* [Requirements] Continue the blog post below on diesel electric submarines for Taiwan, starting after its last sentence.

___ Quoted passage

Diesel Boats Forever! or ever?

Thursday, July 14th, 2011

German and Italian Type 212

Modern German Diesel Electric Submarines (Type 212)

by J. Scott Shipman (diesel electric submarines, naval strategy, Taiwan, Republic of China, submarines)

David Trombly at the new Fear, Honor, and Interest blog posted a thought provoking article on Taiwan, sea denial, and the bounding of US dominance.

This post caught my eye for several reasons, not the least of which is that in another life I rode submarines (ballistic missile subs: USS VON STEUBEN (SSBN-632) and the commissioning crew of USS PENNSYLVANIA (SSBN-735). Another is I attended on behalf of a former employer in 2001/2002 an industry day event soliciting interest in the US production of diesel electric submarines for the use of Taiwan (Republic of China, or ROC). US production was authorized (see background: here) because the ROC was having difficulty purchasing through European diesel boat manufacturers. Germany, Sweden, and France have proven platforms, as do the Russians and their KILO class. All of these nations export submarines, but few want to antagonize the ROC’s increasingly global neighbor China.

______
___ Data shown

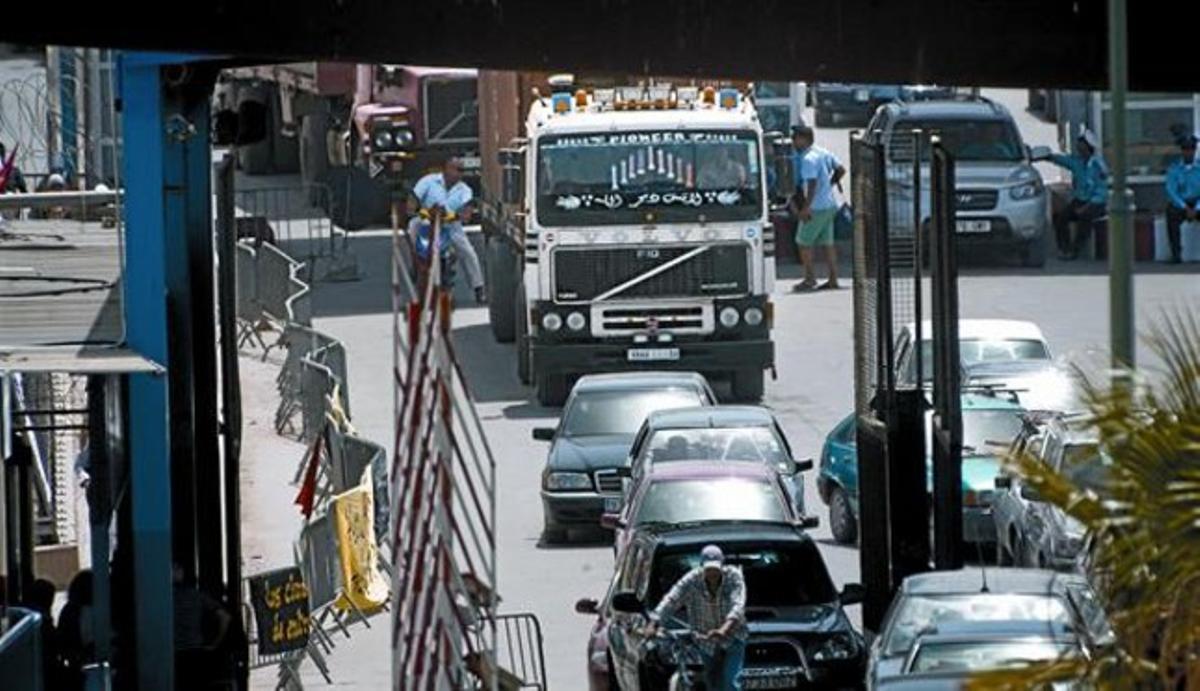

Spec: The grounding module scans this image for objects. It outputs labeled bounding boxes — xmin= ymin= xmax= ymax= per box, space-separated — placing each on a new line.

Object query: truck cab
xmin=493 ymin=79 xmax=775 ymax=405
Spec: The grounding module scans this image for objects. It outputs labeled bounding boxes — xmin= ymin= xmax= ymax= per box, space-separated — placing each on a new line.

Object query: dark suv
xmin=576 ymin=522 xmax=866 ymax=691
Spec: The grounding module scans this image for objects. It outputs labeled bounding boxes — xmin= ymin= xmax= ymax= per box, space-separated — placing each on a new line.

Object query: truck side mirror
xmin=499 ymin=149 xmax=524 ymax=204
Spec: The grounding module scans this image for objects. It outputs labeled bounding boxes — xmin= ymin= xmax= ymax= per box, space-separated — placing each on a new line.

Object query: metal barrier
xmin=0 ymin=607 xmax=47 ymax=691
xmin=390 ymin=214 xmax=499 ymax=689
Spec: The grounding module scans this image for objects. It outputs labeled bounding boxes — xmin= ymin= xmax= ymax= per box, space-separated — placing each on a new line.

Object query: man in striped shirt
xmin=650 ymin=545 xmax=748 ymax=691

______
___ Data shown

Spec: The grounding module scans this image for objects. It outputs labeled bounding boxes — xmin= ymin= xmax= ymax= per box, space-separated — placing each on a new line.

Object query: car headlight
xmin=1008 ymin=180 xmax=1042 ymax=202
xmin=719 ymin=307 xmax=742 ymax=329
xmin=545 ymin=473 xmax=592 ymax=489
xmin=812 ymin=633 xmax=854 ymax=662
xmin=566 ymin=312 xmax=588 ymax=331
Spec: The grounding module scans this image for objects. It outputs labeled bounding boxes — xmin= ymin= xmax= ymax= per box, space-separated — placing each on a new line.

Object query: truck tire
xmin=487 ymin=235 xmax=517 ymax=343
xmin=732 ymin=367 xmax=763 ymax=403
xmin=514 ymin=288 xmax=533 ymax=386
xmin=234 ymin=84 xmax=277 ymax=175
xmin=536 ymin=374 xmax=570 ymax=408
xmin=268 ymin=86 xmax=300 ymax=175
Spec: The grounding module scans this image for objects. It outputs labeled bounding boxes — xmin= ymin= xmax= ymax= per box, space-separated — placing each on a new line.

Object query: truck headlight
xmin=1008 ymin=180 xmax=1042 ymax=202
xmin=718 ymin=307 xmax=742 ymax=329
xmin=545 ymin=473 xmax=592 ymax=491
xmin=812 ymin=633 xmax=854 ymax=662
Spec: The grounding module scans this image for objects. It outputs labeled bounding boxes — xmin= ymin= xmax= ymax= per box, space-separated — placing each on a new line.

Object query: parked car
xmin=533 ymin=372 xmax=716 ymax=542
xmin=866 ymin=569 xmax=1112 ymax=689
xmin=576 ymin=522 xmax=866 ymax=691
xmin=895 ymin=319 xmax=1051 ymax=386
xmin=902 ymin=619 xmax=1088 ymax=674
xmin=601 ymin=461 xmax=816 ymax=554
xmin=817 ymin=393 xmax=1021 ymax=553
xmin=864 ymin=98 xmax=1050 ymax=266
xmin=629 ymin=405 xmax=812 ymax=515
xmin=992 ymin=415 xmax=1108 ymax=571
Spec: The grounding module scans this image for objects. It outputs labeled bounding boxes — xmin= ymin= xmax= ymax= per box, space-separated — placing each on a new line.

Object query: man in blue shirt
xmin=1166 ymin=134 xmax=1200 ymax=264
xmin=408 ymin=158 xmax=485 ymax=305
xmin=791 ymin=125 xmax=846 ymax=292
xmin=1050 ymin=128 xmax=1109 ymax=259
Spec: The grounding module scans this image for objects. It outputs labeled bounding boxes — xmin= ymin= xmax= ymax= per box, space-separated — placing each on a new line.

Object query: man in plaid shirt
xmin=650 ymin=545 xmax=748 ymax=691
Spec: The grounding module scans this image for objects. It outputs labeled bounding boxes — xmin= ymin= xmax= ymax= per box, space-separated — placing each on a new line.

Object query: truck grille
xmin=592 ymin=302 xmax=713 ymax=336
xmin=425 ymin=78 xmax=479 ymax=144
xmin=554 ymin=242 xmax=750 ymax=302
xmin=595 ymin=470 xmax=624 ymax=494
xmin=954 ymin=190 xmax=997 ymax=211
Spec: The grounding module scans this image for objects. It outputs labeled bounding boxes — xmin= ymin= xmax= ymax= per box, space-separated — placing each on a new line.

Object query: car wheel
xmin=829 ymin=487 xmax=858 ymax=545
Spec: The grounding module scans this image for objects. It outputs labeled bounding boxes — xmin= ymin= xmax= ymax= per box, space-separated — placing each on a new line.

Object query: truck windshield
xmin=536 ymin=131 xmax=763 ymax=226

______
___ Data shown

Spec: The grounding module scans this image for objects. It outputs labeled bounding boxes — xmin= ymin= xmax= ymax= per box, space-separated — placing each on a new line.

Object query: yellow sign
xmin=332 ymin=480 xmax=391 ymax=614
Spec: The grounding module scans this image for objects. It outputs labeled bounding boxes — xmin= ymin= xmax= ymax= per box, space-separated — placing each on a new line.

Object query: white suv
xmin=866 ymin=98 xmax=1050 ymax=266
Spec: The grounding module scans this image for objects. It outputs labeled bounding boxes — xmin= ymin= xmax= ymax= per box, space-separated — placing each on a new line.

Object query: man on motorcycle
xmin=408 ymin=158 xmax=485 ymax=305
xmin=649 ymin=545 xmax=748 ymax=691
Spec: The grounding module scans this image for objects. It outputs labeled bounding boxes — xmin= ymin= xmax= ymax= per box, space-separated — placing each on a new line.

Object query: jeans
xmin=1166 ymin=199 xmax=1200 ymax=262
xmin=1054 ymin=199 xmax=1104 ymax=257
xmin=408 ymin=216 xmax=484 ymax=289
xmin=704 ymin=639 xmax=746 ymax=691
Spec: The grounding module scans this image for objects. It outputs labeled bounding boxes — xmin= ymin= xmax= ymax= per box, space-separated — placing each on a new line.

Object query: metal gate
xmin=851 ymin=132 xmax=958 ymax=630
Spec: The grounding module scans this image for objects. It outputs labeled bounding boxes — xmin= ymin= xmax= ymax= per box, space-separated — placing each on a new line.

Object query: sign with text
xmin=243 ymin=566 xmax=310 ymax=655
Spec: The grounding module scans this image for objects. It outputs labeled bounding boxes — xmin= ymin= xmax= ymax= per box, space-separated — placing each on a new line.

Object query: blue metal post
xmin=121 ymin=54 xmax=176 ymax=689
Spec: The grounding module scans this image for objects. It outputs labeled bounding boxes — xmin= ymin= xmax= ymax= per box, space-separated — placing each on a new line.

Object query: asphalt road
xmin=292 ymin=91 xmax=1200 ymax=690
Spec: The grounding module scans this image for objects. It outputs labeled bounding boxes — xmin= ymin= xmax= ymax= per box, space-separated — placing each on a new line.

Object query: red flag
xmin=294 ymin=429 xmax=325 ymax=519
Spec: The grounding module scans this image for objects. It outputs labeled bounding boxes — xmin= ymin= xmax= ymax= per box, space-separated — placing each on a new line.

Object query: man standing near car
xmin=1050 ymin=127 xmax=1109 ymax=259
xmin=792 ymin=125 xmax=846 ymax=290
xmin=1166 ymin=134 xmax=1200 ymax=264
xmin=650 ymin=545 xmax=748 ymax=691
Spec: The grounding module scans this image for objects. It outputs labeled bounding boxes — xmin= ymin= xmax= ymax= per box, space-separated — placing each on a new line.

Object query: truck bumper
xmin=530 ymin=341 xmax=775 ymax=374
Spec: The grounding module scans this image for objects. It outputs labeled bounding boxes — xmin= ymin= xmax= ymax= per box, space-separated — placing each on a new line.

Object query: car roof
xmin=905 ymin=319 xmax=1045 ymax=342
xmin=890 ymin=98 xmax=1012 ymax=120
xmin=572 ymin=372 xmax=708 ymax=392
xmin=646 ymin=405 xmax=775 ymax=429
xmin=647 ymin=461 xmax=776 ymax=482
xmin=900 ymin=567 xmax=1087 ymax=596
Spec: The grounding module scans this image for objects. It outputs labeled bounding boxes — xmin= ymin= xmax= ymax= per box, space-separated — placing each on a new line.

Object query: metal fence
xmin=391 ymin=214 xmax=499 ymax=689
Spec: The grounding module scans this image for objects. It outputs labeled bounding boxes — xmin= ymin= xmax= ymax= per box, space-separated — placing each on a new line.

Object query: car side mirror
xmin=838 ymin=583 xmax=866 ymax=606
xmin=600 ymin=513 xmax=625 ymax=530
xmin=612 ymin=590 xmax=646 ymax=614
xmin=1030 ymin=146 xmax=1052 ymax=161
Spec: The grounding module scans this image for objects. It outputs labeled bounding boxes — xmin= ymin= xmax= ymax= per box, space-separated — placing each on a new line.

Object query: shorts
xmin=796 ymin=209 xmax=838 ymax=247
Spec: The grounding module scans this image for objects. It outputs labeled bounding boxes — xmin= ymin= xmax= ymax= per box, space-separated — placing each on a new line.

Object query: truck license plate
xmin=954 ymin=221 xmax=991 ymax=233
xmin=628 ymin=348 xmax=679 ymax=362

______

* [Exercise answer]
The industry day event was well attended, but as I sat there I had little confidence there would ever be a diesel electric submarine produced in a US shipyard. Here’s why: the US Navy is heavily vested in nuclear powered submarines which are incredibly expensive, with the most modern VIRGINIA Class coming in at around $2B a copy. When compared to modern diesel boats which run between $200-$300M, Big Navy understandably wants to avoid any possible comparisons—or for the question even to be raised. The industry event was more a public show of supporting Congress and the president than a serious inquiry, and nothing more than slides were produced (which is often the case in Washington, btw).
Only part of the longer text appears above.